▽
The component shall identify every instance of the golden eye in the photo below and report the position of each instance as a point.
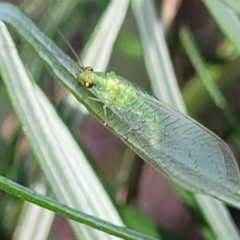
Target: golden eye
(88, 68)
(88, 84)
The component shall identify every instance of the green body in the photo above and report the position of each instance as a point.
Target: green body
(175, 144)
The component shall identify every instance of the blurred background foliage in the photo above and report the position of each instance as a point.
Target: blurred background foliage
(139, 192)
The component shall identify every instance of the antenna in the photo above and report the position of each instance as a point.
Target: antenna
(80, 63)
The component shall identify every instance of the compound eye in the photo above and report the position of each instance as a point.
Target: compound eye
(88, 68)
(88, 84)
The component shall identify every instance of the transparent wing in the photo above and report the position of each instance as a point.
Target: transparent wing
(179, 147)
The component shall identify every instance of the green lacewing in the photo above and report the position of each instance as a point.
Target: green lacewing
(175, 144)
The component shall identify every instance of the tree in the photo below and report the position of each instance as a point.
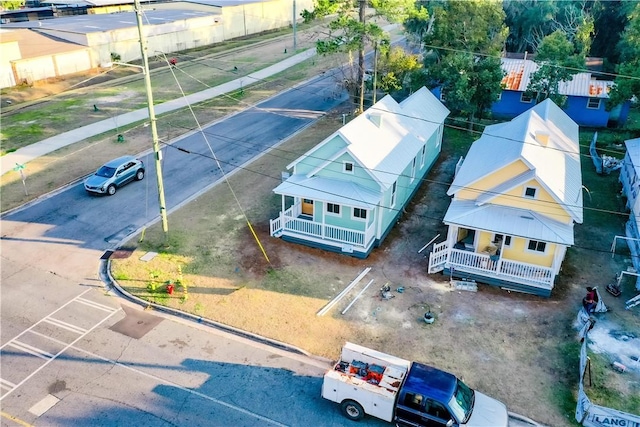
△
• _Task prompt_:
Rewrite all of the records above as a numbered list, leaving out blank lines and pictures.

• _Expected answer_:
1. The component shall identify every instance of the golden eye in the photo below and report the position of each instance as a point.
2. Target: golden eye
3. (88, 68)
4. (88, 84)
5. The component shall identify every instance of the green body in the photo above and report the position of each instance as a point.
6. Target: green body
7. (175, 144)
8. The component shall identify every instance of the blurred background foliage in the photo above and report the position of each instance as a point.
9. Target: blurred background foliage
10. (139, 192)
11. The component shall identify every instance of the antenna in the photo above and report the position of each instance as a point.
12. Target: antenna
13. (80, 63)
14. The component shall identify every instance of the compound eye in the photo above and report the position of each instance as a point.
15. Target: compound eye
16. (88, 68)
17. (88, 84)
18. The component shall identify every instance of the transparent wing in the photo above and report the position of each instance as a point.
19. Target: transparent wing
20. (179, 147)
21. The component shall identify every instance of the green lacewing in the photo above and report the position of each instance as a point.
22. Target: green lacewing
23. (175, 144)
24. The component shall identify every instance of the tree in the photo below and report the position of each instance as a point.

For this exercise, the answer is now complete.